> ABOUT THIS EXERCISE
Exactly the lines from the one containing "box: [624, 369, 656, 386]" to the final line below should be output, and no others.

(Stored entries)
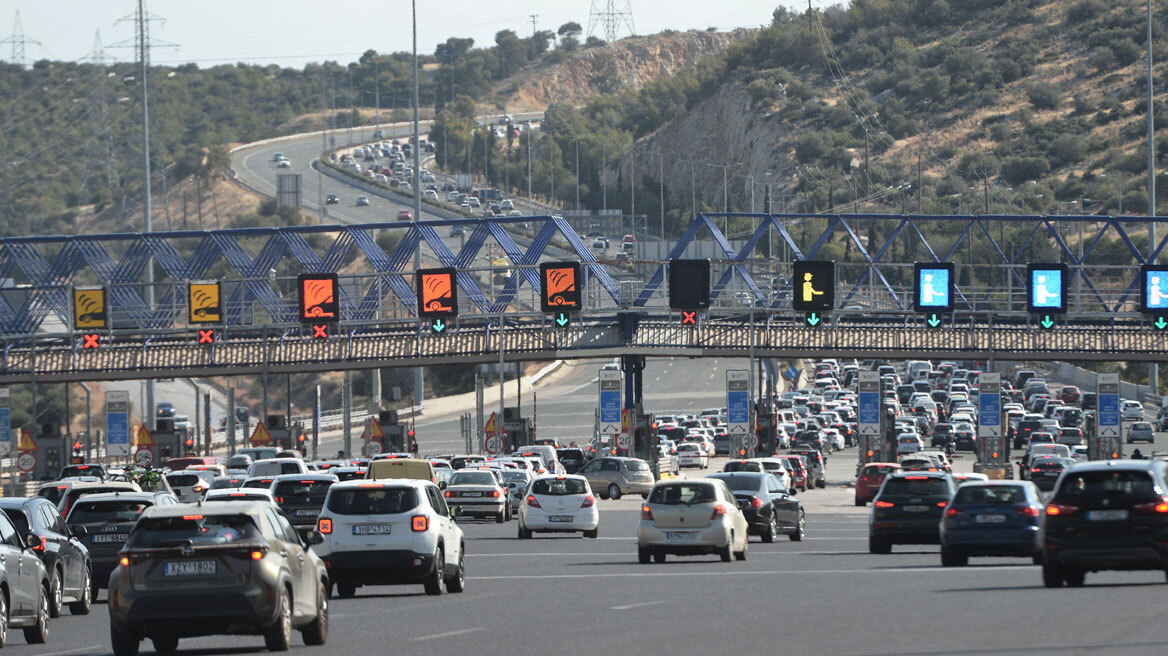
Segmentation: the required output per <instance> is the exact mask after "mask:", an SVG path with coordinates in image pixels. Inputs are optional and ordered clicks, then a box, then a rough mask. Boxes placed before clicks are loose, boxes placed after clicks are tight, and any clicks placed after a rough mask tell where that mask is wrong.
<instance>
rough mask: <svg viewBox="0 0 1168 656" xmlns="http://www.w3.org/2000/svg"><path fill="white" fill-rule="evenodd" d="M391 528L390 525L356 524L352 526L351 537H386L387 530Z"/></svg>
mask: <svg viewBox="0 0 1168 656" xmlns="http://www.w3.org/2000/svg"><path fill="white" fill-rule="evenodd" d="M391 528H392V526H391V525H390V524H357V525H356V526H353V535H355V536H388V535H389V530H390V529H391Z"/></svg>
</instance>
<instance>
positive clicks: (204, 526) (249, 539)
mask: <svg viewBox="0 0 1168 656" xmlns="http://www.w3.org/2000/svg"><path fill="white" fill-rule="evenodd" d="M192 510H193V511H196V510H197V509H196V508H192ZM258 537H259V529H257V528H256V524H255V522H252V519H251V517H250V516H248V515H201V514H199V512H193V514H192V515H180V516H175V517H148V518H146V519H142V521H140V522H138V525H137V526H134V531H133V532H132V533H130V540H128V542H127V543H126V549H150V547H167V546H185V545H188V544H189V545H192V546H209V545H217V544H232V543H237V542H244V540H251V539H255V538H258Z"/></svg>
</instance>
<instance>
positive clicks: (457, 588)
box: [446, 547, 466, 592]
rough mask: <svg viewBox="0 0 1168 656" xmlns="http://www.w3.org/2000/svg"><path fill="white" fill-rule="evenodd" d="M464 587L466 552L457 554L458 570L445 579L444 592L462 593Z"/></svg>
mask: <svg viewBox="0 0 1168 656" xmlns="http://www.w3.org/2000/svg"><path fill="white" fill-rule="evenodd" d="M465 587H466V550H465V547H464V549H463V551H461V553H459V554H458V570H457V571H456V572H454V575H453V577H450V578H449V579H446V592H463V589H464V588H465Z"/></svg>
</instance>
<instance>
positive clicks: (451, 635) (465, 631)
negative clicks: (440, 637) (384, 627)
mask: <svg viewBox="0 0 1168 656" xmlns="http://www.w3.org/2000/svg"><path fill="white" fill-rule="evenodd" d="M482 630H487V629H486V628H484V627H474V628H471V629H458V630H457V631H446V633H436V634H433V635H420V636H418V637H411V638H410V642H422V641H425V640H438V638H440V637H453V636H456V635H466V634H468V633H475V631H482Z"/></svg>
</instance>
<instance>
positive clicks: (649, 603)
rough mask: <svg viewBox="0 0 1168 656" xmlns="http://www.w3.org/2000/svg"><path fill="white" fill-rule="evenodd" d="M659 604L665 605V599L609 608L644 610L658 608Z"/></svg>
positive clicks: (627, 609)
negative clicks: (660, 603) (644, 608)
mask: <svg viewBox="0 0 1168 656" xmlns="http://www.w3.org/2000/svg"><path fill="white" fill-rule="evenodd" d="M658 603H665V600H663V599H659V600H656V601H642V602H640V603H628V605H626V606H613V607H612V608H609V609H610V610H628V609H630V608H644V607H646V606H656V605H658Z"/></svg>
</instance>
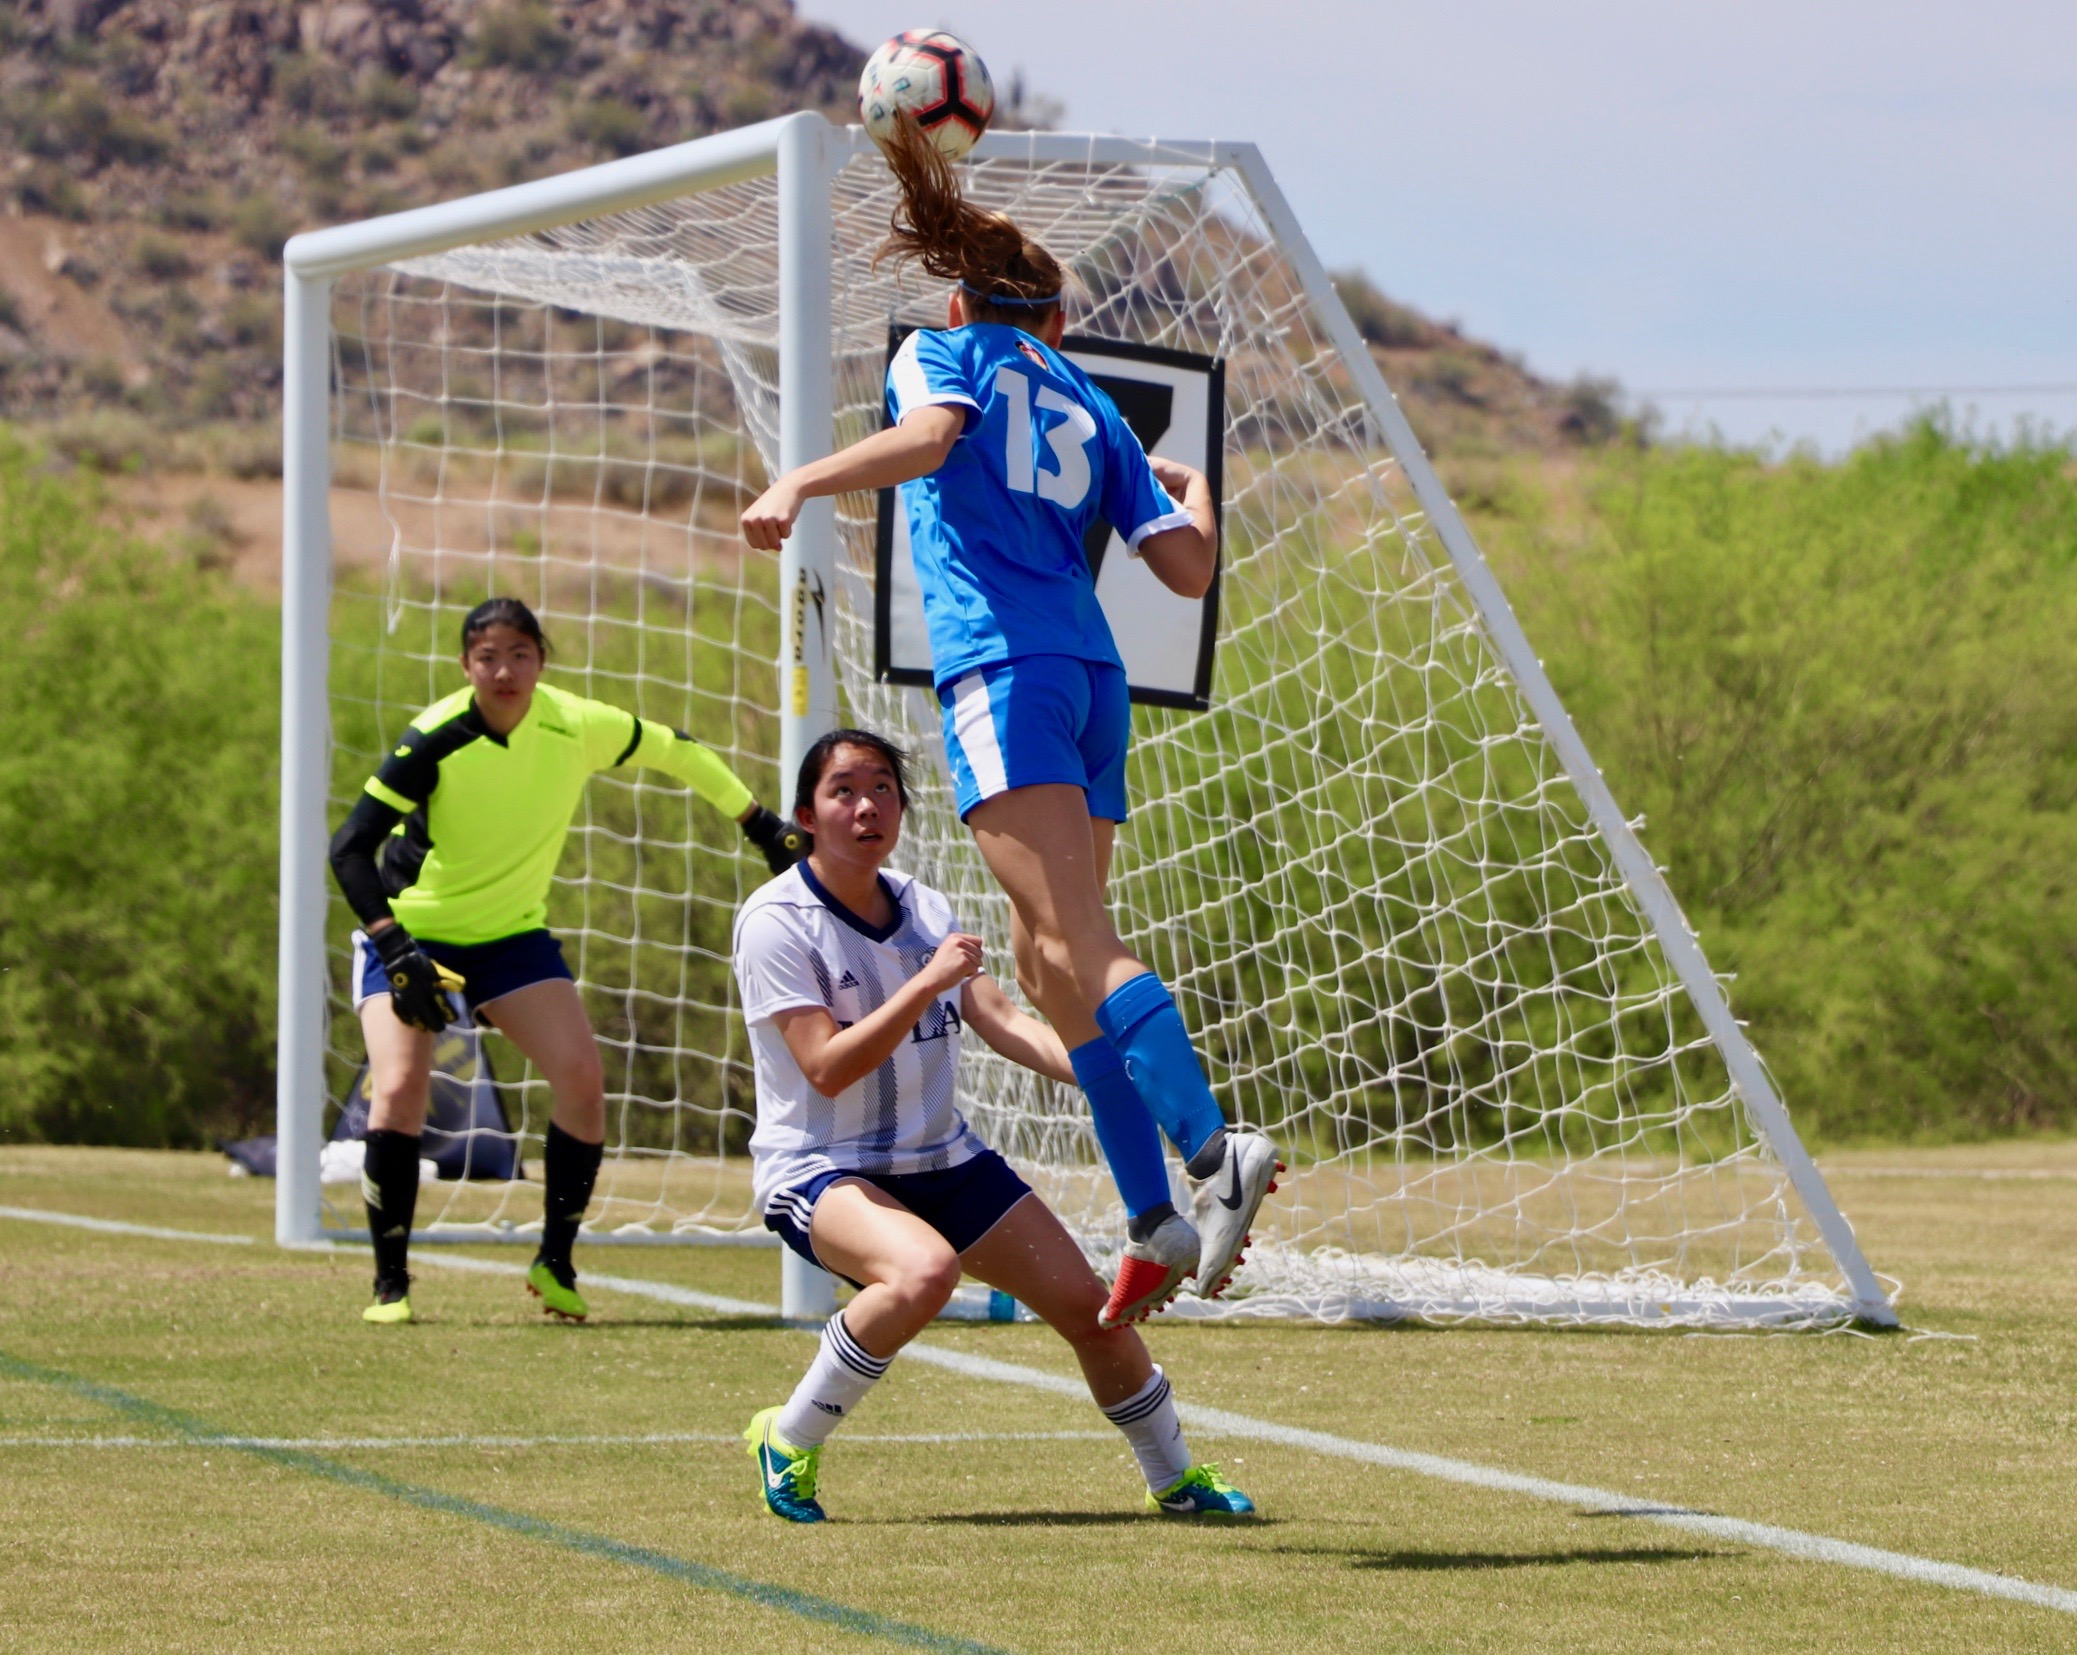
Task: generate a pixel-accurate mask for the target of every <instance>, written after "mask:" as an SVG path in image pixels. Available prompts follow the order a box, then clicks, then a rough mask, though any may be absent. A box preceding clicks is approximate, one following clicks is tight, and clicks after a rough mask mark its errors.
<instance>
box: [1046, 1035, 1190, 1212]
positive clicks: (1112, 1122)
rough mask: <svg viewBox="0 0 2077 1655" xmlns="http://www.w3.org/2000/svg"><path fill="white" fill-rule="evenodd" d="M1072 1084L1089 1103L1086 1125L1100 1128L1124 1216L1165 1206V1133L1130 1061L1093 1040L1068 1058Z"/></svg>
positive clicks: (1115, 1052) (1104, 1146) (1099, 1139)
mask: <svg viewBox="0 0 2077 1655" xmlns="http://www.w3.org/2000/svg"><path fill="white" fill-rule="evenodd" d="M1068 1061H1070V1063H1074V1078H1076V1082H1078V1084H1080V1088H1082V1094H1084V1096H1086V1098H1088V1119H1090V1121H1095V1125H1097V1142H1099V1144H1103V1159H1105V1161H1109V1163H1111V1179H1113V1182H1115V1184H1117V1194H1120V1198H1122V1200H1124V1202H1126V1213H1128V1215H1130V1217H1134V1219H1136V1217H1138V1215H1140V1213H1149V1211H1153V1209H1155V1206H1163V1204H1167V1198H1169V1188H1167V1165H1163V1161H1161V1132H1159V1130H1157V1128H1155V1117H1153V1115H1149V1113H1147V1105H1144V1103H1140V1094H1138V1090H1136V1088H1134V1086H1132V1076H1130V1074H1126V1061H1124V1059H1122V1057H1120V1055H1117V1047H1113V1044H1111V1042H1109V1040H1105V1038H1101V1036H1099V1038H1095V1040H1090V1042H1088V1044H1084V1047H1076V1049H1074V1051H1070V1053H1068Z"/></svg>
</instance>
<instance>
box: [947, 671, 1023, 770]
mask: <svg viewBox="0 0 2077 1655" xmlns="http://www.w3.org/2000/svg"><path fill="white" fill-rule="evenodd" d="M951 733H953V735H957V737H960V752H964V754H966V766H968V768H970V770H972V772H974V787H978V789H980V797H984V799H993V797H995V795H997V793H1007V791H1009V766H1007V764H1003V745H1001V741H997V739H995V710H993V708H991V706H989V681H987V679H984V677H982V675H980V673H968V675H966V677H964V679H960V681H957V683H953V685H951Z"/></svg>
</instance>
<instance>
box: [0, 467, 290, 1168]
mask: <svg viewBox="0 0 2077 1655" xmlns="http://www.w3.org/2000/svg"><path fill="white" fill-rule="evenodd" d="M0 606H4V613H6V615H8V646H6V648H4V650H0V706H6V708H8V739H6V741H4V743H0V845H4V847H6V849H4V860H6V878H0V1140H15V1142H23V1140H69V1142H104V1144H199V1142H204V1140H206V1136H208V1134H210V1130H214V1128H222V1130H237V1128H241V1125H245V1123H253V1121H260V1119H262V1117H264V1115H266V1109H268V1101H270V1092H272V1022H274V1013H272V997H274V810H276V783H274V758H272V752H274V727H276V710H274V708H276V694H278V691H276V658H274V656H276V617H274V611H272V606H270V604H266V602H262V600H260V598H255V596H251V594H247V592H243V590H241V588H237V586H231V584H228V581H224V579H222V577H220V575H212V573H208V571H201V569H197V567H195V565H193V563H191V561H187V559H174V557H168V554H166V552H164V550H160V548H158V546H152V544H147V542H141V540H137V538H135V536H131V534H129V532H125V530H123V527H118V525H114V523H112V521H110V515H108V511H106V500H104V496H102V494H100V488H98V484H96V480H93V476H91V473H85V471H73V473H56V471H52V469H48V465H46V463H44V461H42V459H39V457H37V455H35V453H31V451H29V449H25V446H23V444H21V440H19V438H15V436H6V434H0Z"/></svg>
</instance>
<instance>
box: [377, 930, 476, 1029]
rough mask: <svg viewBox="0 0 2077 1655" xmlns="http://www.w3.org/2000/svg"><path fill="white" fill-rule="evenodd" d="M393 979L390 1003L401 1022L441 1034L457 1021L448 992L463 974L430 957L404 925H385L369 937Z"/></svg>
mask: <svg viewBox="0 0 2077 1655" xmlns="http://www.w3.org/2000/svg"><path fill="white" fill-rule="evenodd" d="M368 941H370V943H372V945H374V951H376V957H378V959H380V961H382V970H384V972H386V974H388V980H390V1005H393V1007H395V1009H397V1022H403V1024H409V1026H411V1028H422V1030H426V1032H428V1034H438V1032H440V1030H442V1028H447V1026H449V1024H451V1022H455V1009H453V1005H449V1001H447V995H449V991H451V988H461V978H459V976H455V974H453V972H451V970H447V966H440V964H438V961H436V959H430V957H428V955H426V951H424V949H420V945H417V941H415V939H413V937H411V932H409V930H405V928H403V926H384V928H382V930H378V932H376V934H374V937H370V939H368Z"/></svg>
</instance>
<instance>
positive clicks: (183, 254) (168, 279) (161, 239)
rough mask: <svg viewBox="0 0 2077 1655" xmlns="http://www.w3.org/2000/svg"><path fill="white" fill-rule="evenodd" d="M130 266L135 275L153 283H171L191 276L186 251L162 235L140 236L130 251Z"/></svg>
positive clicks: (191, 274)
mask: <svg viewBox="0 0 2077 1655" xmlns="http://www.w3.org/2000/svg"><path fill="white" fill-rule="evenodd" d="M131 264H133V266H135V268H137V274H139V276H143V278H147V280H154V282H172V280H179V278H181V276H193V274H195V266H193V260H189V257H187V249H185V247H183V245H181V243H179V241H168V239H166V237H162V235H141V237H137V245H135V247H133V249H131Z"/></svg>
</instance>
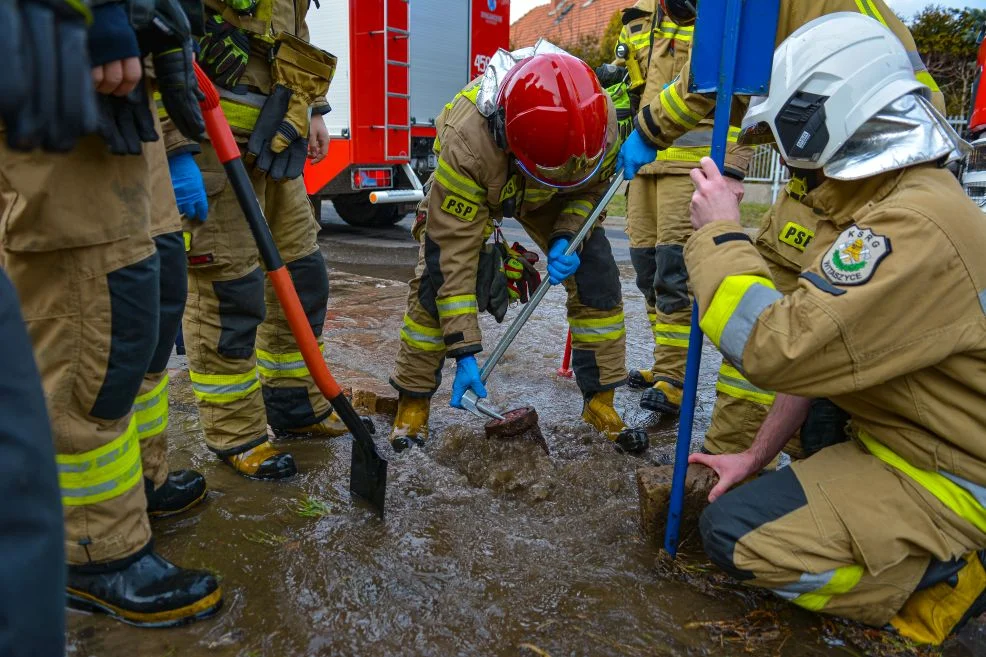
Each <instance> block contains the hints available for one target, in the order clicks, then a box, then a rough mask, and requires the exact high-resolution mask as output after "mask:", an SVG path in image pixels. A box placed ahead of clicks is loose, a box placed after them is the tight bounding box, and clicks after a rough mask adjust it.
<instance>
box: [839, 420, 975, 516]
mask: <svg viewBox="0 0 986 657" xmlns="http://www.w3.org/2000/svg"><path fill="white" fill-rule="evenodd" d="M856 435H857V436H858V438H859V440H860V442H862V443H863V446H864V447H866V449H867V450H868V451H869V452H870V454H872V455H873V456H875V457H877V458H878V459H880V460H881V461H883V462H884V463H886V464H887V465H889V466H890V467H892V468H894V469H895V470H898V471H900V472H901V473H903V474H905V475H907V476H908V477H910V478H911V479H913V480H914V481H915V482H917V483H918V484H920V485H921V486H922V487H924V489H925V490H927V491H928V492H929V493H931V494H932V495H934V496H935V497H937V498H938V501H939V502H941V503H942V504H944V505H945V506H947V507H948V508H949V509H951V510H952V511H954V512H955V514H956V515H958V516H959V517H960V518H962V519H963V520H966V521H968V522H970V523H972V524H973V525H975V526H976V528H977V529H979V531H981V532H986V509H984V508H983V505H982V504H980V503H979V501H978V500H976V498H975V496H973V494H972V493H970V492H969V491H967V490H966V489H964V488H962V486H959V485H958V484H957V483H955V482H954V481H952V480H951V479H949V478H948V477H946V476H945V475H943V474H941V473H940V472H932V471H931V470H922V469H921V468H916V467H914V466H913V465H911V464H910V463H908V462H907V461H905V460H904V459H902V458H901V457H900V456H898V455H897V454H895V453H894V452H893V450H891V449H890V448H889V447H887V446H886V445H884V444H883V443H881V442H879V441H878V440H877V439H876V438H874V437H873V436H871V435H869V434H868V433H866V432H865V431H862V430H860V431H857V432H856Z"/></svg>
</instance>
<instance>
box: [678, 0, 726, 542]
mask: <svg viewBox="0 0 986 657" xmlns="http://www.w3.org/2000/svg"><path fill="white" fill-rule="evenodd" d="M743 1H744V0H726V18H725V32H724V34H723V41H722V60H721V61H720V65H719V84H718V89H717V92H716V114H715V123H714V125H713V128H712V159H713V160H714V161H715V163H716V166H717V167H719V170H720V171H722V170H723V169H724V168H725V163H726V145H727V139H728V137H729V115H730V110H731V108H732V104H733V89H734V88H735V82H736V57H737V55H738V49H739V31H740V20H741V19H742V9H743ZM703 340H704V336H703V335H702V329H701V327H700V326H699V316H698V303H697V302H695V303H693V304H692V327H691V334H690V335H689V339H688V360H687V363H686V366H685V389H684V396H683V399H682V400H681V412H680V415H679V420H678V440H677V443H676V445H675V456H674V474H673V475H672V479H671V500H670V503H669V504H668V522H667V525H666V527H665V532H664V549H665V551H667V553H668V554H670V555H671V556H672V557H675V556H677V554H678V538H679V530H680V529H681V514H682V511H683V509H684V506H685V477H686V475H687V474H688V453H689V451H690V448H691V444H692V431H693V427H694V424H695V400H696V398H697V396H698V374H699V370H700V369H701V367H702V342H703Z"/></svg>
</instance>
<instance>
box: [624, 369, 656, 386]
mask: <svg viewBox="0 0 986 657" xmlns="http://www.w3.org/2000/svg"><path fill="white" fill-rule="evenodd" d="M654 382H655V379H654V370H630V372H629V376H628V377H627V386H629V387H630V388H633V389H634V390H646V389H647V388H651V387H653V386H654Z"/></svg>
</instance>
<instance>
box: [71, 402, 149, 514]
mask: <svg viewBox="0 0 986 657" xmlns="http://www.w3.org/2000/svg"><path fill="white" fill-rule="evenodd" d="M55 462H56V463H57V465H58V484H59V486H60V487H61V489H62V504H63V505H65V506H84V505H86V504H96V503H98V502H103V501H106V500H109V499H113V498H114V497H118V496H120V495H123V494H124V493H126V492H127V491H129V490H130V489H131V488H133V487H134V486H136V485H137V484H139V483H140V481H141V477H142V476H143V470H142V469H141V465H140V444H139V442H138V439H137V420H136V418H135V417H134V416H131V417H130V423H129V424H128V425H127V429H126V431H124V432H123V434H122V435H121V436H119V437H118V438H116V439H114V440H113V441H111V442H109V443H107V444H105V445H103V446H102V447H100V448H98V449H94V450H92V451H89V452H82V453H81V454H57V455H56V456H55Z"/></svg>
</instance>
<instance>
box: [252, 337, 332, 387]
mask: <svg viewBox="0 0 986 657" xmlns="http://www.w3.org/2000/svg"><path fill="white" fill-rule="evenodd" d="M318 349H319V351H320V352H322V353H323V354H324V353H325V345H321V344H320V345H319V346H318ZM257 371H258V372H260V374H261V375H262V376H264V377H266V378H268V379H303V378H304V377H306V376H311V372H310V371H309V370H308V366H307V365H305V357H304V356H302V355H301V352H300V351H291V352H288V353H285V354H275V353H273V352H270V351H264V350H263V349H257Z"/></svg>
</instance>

> RESULT OF THE EXERCISE
box: [624, 369, 656, 386]
mask: <svg viewBox="0 0 986 657" xmlns="http://www.w3.org/2000/svg"><path fill="white" fill-rule="evenodd" d="M654 382H655V379H654V370H630V372H629V376H628V377H627V386H629V387H630V388H633V389H634V390H646V389H647V388H651V387H653V386H654Z"/></svg>
</instance>
<instance>
box: [71, 402, 149, 514]
mask: <svg viewBox="0 0 986 657" xmlns="http://www.w3.org/2000/svg"><path fill="white" fill-rule="evenodd" d="M55 462H56V463H57V465H58V484H59V486H60V487H61V489H62V504H63V505H65V506H84V505H86V504H96V503H98V502H103V501H106V500H109V499H113V498H114V497H118V496H120V495H123V494H124V493H126V492H127V491H129V490H130V489H131V488H133V487H134V486H136V485H137V484H139V483H140V481H141V477H142V476H143V470H142V469H141V465H140V444H139V442H138V439H137V420H136V418H135V417H134V416H131V417H130V423H129V424H128V425H127V429H126V431H124V432H123V434H122V435H121V436H119V437H118V438H116V439H114V440H113V441H111V442H109V443H107V444H105V445H103V446H102V447H100V448H98V449H94V450H92V451H89V452H82V453H81V454H57V455H56V456H55Z"/></svg>
</instance>
<instance>
box: [252, 337, 332, 387]
mask: <svg viewBox="0 0 986 657" xmlns="http://www.w3.org/2000/svg"><path fill="white" fill-rule="evenodd" d="M318 349H319V351H320V352H322V353H323V354H324V353H325V345H321V344H320V345H319V346H318ZM257 371H258V372H260V374H261V375H262V376H264V377H266V378H268V379H303V378H304V377H306V376H311V372H310V371H309V370H308V366H307V365H305V357H304V356H302V355H301V352H300V351H291V352H288V353H285V354H275V353H273V352H270V351H264V350H263V349H257Z"/></svg>
</instance>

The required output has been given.